* Set problem 1
Translate this sentence from the article on the 2014 ABA compliance conference into Spanish: "Complaint management now has become an area of concern."

By Katalina M. Bianco, J.D.
The 2014 American Bankers Association’s Regulatory Compliance Conference was a blend of the old and the new, with the presence of the Consumer Financial Protection Bureau felt throughout. Held June 8 – 11 in New Orleans, the conference provided new guidance on regulatory standards while opening up discussions on areas brought to the forefront by the bureau this year and topped off with a heavy dose of the Unfair Deceptive Abusive Acts or Practices Act.
Standards revisited. As in previous years, the ABA conference included sessions on compliance topics that affect standard banking compliance practices such as flood insurance, risk management, and the Bank Secrecy Act. The new CFPB final rule on Truth in Lending Act/Real Estate Settlement Procedures Act integrated mortgage disclosures was discussed in light of the upcoming August 15 effective date, and mortgage servicing made a return appearance as third-party relationships continue to grow in importance. Third-party servicers’ policies and procedures now must be questioned and monitored to the same extent as an institution’s, adding another piece to the compliance puzzle. Vendors need to be ranked for risk, and documentation and reporting, along with independent reviews, are required to manage risks associated with servicing relationships.
One area that has been a subject of previous conferences that resurfaced as a strong theme this year was customer response. The CFPB has indicated that consumer complaints form the basis for bureau supervisory activities, driving the bureau’s rulemaking process. Complaint management now has become an area of concern. This is a relatively new wrinkle in the regulatory scheme for financial institutions as many put into place for the first time complaint management programs as part of their compliance policies and procedures. Sessions on handling consumer complaints were woven throughout the conference offering tips on best practices in responding to customer complaints and complaint management strategies for banks of various sizes.
Debt collection may be a standard, but it is one currently on the hot seat. The CFPB has taken note of the many debt collection complaints, and the bureau has made it clear that the size and volume of complaints are big factors in the initiation of enforcement actions. The bureau has been examining service providers and larger participants as a precursor to rulemaking. On Nov. 12, 2013, the CFPB published in the Federal Register an advance notice of proposed rulemaking (ANPR) seeking input from the public on a number of debt collection issues, including the accuracy of information used by debt collectors, how to ensure consumers know their rights, and the communication tactics collectors employ to recover debts.
With bureau rulemaking imminent, the conference offered advice on debt collection best practices. Some of these include:
provide notices of debt transfers to consumers;
treat Do Not Call requests on one debt as a request to all debts belonging to that consumer; and
conduct thorough and responsible investigations when disputes arise.

* Stored rows
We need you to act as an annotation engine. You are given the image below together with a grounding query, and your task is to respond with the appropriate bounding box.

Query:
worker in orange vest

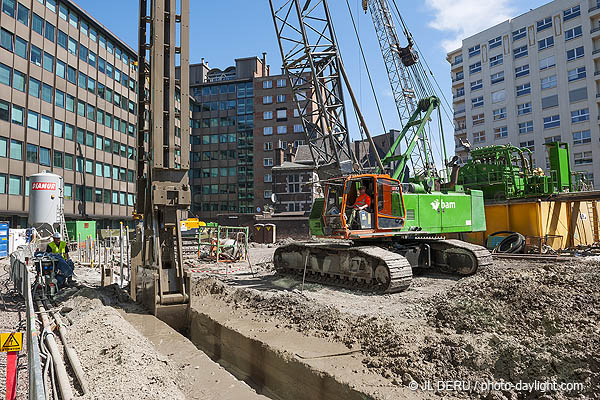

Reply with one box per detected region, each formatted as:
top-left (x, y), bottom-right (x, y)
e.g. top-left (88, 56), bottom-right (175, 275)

top-left (348, 186), bottom-right (371, 229)
top-left (352, 186), bottom-right (371, 210)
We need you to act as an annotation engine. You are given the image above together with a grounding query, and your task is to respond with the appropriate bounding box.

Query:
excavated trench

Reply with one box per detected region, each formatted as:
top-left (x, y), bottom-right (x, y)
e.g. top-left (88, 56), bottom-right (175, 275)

top-left (188, 306), bottom-right (371, 400)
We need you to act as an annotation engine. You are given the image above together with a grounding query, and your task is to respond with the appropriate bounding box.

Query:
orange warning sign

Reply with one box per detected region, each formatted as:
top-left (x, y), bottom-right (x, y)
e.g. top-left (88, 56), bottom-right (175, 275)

top-left (0, 332), bottom-right (23, 352)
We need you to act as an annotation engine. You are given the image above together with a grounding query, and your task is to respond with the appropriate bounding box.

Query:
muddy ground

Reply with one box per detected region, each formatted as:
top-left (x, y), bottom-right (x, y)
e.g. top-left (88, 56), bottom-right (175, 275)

top-left (192, 246), bottom-right (600, 399)
top-left (0, 258), bottom-right (29, 398)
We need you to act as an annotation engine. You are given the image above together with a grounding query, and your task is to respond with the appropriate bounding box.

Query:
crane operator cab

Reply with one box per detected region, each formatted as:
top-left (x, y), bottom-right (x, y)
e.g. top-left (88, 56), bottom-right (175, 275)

top-left (323, 175), bottom-right (405, 239)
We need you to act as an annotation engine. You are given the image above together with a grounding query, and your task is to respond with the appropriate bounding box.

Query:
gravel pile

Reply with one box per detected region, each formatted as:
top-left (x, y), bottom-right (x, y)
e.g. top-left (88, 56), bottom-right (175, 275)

top-left (194, 260), bottom-right (600, 399)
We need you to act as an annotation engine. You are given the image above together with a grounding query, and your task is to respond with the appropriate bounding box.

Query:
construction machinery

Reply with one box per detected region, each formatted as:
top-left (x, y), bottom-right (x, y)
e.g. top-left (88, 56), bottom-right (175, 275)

top-left (131, 0), bottom-right (191, 325)
top-left (458, 142), bottom-right (576, 200)
top-left (270, 0), bottom-right (491, 293)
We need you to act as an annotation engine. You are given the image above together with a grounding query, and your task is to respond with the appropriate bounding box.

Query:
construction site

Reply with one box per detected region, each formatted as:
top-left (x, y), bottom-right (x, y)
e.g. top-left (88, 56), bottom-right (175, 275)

top-left (0, 0), bottom-right (600, 400)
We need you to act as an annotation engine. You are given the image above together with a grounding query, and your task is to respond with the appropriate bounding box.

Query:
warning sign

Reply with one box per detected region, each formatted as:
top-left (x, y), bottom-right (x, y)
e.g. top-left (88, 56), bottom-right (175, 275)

top-left (0, 332), bottom-right (23, 352)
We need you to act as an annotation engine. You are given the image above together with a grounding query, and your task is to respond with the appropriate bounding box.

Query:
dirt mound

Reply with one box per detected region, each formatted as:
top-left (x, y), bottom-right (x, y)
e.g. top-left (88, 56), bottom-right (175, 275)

top-left (194, 262), bottom-right (600, 399)
top-left (63, 288), bottom-right (185, 400)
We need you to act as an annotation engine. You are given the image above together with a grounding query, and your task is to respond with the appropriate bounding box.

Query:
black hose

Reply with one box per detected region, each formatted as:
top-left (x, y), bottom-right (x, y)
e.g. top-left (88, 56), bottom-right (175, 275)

top-left (494, 232), bottom-right (525, 254)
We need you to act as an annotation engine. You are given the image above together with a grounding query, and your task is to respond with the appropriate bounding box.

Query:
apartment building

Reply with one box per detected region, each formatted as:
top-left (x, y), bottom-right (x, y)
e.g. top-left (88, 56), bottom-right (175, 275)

top-left (447, 0), bottom-right (600, 186)
top-left (190, 54), bottom-right (304, 220)
top-left (0, 0), bottom-right (137, 227)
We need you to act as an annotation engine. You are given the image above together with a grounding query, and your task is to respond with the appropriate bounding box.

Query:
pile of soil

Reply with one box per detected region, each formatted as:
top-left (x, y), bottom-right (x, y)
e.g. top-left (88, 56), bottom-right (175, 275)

top-left (193, 261), bottom-right (600, 399)
top-left (61, 287), bottom-right (185, 400)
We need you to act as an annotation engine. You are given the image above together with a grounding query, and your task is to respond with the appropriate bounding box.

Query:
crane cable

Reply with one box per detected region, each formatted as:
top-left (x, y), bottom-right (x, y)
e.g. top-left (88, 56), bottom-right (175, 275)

top-left (346, 0), bottom-right (387, 138)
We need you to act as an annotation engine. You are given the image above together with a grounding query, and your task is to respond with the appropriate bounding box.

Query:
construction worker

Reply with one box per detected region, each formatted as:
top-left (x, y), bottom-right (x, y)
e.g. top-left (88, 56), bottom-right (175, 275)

top-left (46, 232), bottom-right (75, 286)
top-left (46, 232), bottom-right (69, 260)
top-left (348, 185), bottom-right (371, 229)
top-left (352, 186), bottom-right (371, 211)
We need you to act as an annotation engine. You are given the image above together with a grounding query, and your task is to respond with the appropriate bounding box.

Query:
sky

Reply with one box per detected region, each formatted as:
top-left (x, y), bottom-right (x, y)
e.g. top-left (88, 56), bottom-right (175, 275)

top-left (76, 0), bottom-right (547, 162)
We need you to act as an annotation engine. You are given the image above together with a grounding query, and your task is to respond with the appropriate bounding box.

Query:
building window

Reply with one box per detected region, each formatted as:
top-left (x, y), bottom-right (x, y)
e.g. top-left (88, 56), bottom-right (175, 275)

top-left (2, 0), bottom-right (15, 18)
top-left (0, 64), bottom-right (12, 86)
top-left (565, 25), bottom-right (583, 41)
top-left (568, 67), bottom-right (586, 82)
top-left (544, 135), bottom-right (562, 143)
top-left (544, 115), bottom-right (560, 129)
top-left (490, 71), bottom-right (504, 85)
top-left (8, 175), bottom-right (21, 196)
top-left (30, 45), bottom-right (42, 67)
top-left (12, 104), bottom-right (25, 126)
top-left (513, 46), bottom-right (528, 60)
top-left (15, 36), bottom-right (27, 60)
top-left (31, 13), bottom-right (44, 35)
top-left (573, 129), bottom-right (592, 144)
top-left (563, 5), bottom-right (581, 21)
top-left (536, 17), bottom-right (552, 32)
top-left (490, 54), bottom-right (504, 67)
top-left (567, 46), bottom-right (584, 61)
top-left (471, 96), bottom-right (483, 108)
top-left (473, 131), bottom-right (485, 143)
top-left (0, 29), bottom-right (13, 52)
top-left (494, 126), bottom-right (508, 139)
top-left (519, 121), bottom-right (533, 135)
top-left (40, 147), bottom-right (51, 167)
top-left (471, 79), bottom-right (483, 92)
top-left (571, 108), bottom-right (590, 124)
top-left (540, 56), bottom-right (556, 71)
top-left (538, 36), bottom-right (554, 51)
top-left (469, 61), bottom-right (481, 74)
top-left (519, 140), bottom-right (535, 152)
top-left (513, 28), bottom-right (527, 41)
top-left (277, 108), bottom-right (287, 121)
top-left (488, 36), bottom-right (502, 50)
top-left (492, 89), bottom-right (506, 103)
top-left (574, 151), bottom-right (592, 165)
top-left (27, 110), bottom-right (40, 131)
top-left (10, 139), bottom-right (23, 161)
top-left (469, 44), bottom-right (481, 57)
top-left (25, 143), bottom-right (38, 164)
top-left (541, 75), bottom-right (557, 90)
top-left (493, 107), bottom-right (506, 121)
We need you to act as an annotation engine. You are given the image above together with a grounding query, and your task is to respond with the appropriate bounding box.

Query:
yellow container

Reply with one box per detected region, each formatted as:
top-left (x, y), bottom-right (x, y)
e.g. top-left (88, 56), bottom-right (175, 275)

top-left (463, 200), bottom-right (599, 250)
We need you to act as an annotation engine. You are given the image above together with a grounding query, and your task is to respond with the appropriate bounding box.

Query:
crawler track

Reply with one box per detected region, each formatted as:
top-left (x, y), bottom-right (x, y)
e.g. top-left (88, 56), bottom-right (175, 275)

top-left (274, 243), bottom-right (412, 293)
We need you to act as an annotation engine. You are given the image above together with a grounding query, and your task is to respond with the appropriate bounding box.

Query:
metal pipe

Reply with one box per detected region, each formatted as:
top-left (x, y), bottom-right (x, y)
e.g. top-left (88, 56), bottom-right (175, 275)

top-left (119, 222), bottom-right (123, 287)
top-left (36, 300), bottom-right (73, 400)
top-left (50, 311), bottom-right (89, 394)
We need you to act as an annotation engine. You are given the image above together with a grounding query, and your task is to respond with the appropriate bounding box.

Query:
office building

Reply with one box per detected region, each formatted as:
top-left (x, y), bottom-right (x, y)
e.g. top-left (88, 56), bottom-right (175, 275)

top-left (447, 0), bottom-right (600, 186)
top-left (0, 0), bottom-right (137, 227)
top-left (190, 55), bottom-right (304, 220)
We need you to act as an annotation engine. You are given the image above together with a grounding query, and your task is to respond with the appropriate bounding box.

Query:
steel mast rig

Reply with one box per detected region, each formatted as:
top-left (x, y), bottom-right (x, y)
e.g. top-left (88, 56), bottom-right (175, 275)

top-left (130, 0), bottom-right (191, 322)
top-left (269, 0), bottom-right (491, 293)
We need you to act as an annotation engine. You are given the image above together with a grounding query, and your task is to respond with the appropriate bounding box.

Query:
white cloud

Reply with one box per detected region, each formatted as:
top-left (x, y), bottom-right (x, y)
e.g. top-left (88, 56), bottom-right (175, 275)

top-left (426, 0), bottom-right (515, 51)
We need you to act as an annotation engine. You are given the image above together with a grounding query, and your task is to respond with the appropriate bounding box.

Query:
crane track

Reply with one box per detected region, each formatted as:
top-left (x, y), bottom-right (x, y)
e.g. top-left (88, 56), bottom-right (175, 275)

top-left (274, 243), bottom-right (412, 293)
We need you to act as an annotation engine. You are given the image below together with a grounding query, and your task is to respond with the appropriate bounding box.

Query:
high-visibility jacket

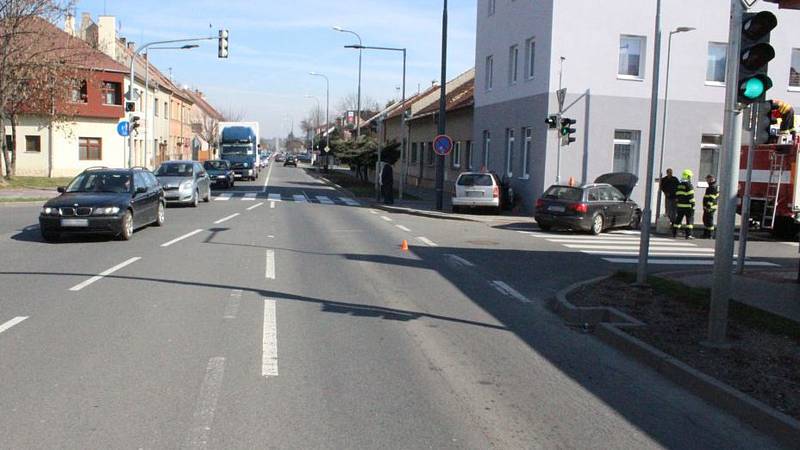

* Set problem 2
Echo the records from their first line through the line holding "top-left (352, 186), bottom-right (371, 210)", inclusive, without the pictures.

* Exercise output 1
La gestión de quejas se ha convertido ahora en un área de preocupación.

* Exercise output 2
We need you to act as an annotation engine. You are given the image below together with a grounding query, and your task is to respond with the appropriate bounding box.

Query:
worker in orange vest


Reply with one box per detected region, each formatted as:
top-left (x, y), bottom-right (x, y)
e.g. top-left (88, 56), bottom-right (175, 275)

top-left (348, 186), bottom-right (371, 229)
top-left (352, 186), bottom-right (371, 210)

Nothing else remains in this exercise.